__WORK ORDER__. Pick out all lines of the entries that include the word "round" and copy them.

__RECORD EXTRACTS__.
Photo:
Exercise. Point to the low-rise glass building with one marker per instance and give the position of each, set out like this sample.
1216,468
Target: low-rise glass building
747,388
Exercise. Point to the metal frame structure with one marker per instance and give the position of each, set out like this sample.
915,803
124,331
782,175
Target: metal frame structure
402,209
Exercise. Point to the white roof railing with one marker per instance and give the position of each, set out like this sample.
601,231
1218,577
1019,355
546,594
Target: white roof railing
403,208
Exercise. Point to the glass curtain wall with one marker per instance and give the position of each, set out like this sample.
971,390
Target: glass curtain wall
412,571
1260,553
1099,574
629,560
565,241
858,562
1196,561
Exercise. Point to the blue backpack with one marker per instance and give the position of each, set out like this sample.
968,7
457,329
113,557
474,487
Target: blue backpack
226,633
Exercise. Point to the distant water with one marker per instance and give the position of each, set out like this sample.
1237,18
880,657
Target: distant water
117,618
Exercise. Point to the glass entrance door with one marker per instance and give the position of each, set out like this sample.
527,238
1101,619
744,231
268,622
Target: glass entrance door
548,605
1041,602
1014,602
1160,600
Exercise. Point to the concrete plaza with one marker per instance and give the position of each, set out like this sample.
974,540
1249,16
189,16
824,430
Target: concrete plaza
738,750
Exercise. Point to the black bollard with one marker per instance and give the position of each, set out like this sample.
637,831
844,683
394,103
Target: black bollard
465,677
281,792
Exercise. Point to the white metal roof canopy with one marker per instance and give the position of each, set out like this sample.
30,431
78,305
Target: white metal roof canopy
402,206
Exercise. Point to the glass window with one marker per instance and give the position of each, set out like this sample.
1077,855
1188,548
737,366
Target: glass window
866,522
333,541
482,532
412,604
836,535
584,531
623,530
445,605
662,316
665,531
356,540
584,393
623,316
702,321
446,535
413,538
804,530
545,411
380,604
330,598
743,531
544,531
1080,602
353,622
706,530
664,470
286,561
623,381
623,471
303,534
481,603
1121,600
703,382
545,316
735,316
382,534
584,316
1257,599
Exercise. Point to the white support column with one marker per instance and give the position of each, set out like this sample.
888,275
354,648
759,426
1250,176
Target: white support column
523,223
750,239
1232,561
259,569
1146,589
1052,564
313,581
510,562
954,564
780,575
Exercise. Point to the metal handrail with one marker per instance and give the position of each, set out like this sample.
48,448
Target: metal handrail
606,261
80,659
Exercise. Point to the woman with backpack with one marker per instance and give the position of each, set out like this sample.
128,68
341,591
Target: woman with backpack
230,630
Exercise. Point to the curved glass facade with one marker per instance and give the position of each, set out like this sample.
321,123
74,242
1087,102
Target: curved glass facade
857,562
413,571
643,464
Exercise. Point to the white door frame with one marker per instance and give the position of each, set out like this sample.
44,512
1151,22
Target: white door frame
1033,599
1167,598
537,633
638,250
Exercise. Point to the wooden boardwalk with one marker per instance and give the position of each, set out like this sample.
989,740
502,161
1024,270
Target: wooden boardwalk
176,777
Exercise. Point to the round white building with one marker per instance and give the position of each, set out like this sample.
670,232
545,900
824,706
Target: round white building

__EXERCISE SOLUTION__.
Exercise. Point to the round white building with one marker per instance and give the position of each, set out like this sample.
Target: round white building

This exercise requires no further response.